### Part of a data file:
————————

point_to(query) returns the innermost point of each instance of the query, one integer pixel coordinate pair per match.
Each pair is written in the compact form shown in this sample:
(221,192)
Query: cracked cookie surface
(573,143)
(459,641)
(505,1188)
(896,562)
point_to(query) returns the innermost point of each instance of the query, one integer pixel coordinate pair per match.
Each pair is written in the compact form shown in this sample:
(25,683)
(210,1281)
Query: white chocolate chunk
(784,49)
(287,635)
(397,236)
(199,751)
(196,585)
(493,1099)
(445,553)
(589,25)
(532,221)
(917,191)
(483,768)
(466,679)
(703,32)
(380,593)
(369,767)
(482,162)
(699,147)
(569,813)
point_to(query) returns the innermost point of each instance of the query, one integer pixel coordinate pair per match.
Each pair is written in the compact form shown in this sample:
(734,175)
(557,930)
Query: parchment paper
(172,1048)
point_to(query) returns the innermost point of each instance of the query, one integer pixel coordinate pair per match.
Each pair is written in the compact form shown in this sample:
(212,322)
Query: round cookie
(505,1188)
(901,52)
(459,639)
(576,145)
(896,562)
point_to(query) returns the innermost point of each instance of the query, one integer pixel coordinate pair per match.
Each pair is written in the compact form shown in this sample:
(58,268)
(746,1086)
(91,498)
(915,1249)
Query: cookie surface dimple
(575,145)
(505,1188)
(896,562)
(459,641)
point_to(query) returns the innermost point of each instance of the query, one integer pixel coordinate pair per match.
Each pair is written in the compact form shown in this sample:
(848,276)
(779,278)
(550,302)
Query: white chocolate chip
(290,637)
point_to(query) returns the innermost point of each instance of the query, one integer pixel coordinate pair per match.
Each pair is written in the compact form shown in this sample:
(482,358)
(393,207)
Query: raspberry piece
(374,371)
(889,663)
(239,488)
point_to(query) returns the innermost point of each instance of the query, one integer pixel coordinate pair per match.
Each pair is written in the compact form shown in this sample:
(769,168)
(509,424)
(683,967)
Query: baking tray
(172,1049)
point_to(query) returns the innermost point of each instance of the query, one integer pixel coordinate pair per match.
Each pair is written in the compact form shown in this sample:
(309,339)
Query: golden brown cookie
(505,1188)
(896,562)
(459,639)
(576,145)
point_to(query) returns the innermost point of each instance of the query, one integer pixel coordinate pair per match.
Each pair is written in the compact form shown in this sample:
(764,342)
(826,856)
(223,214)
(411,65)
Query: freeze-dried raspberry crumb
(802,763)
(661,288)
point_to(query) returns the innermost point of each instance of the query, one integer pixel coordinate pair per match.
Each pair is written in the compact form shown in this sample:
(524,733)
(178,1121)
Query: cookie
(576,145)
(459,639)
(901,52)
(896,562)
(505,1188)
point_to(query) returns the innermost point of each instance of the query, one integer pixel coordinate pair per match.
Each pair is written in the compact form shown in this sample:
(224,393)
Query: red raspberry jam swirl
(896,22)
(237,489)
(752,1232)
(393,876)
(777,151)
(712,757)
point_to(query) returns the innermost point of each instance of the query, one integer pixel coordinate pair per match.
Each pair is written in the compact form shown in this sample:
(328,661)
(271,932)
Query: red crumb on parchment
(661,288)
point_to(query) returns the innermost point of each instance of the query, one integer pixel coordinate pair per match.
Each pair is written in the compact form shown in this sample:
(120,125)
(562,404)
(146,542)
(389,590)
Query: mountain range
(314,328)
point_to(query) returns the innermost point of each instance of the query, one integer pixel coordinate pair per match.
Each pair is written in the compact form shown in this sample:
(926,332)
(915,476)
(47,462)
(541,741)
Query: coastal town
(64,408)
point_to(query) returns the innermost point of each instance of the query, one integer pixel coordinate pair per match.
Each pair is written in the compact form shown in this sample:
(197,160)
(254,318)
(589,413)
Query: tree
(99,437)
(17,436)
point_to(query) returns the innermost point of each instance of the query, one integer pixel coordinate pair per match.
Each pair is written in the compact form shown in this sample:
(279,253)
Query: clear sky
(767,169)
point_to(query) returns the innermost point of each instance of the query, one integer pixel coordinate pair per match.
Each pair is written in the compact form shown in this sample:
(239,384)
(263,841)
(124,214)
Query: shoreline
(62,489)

————————

### REQUIRED WORK:
Retype the whole listing above exactly.

### THE RESPONSE:
point_to(query) returns the innermost point of each instance of the query, one integer pixel coordinate pair per match.
Each pair is written in the compact form shown in this sample:
(221,192)
Query: cracked cookie surface
(573,143)
(459,641)
(505,1188)
(896,562)
point_to(query) returns the innermost point of each instance of the query, one integer pixel coordinate pair per match.
Each pair is written in the compact form shown in this sample:
(25,683)
(210,1281)
Query: white chocolate chunk
(784,49)
(287,635)
(397,236)
(199,751)
(196,585)
(493,1099)
(445,553)
(589,25)
(532,221)
(917,191)
(483,768)
(466,679)
(703,32)
(380,593)
(369,767)
(482,162)
(699,147)
(569,813)
point_to(query) returns the innermost point of each instance of the query, one integer pixel coordinate pair per match.
Each pair is written in the compact form shown in this sample:
(734,175)
(557,930)
Query: parchment paper
(172,1048)
point_to(query) returns the innermost point of each instance of the query, one integer pixel coordinate pair per match.
Each pair is written in the compact form shown in this sample:
(212,322)
Query: round cookie
(505,1188)
(901,52)
(459,639)
(576,145)
(896,562)
point_to(query) returns the innermost point of each instance of the query, one integer pixel coordinate pair per match.
Each pair is written in the compact form shown in this sample:
(58,268)
(746,1086)
(91,498)
(915,1249)
Query: cookie surface dimple
(575,145)
(505,1188)
(896,562)
(459,641)
point_to(query) returns the innermost point of each instance of the query, one integer pixel coordinate pair per match.
Each pair is written in the compact form shown in this sample:
(848,276)
(779,278)
(550,302)
Query: white chocolate chip
(290,637)
point_to(query) returns the innermost point of each instance of the query, one integer pixel coordinate pair per match.
Each pair is written in the compact form shown in this sample:
(482,358)
(393,207)
Query: raspberry piece
(374,371)
(889,663)
(239,488)
point_to(query) returns the innermost point of each instance of the query, one integer pixel coordinate pair per match.
Each pair is written in the compact form shown in this sample:
(769,168)
(509,424)
(683,967)
Query: baking tray
(172,1049)
point_to(query) returns the innermost point of each instance of the query, one integer pixel coordinate pair per match.
Each pair is written in the compact form shown in this sample:
(309,339)
Query: golden brown cookie
(505,1188)
(896,562)
(459,639)
(576,145)
point_to(query) returns the innermost point of each instance of the query, one integer pixel coordinate pair per match.
Each pair is written in the compact form shown in this sample:
(764,342)
(826,856)
(223,214)
(411,65)
Query: freeze-dried raspberry crumb
(802,763)
(661,288)
point_to(query) returns the innermost point of each instance of the query, one integer pixel coordinate pair per match.
Each pair is written in the compact form shown in this sample:
(524,733)
(178,1121)
Query: cookie
(576,145)
(459,639)
(901,52)
(896,562)
(505,1188)
point_to(query) returns the innermost point of each instance of the query, one integer pixel coordinate pair per match.
Each pair is written in the compact form shown in this sample:
(224,393)
Query: red raspberry jam swirl
(896,22)
(237,489)
(752,1232)
(393,876)
(777,151)
(712,757)
point_to(query) returns the innermost point of each instance of the query, one integer pixel coordinate pair per match.
Each pair is written in the compact form shown in this sample:
(328,661)
(271,932)
Query: red crumb on parchment
(661,288)
point_to(query) returns the innermost point of each instance of the query, one integer pixel coordinate pair per match.
Each pair is written in the compact form shown in this sample:
(120,125)
(562,404)
(146,542)
(389,590)
Query: mountain range
(314,328)
point_to(query) returns the innermost point of each instance of the query, one integer pixel coordinate pair per match.
Each pair is written in the compact form shown in this sample:
(926,332)
(915,476)
(47,462)
(541,741)
Query: coastal town
(64,408)
point_to(query) returns the innermost point of each instance of the query, one integer pixel coordinate pair per match.
Each pair is written in the compact form shown in this sample:
(197,160)
(254,318)
(589,413)
Query: tree
(99,437)
(17,436)
point_to(query) returns the innermost point of each instance of the query, one integer pixel coordinate pair per match.
Each pair is written in the compact form shown in this sample:
(279,253)
Query: clear sky
(767,169)
point_to(query) returns the innermost point of each instance of the query, one integer pixel coordinate pair per match.
Each pair is written in the compact form shown in this sample:
(239,384)
(263,841)
(124,214)
Query: shoreline
(62,489)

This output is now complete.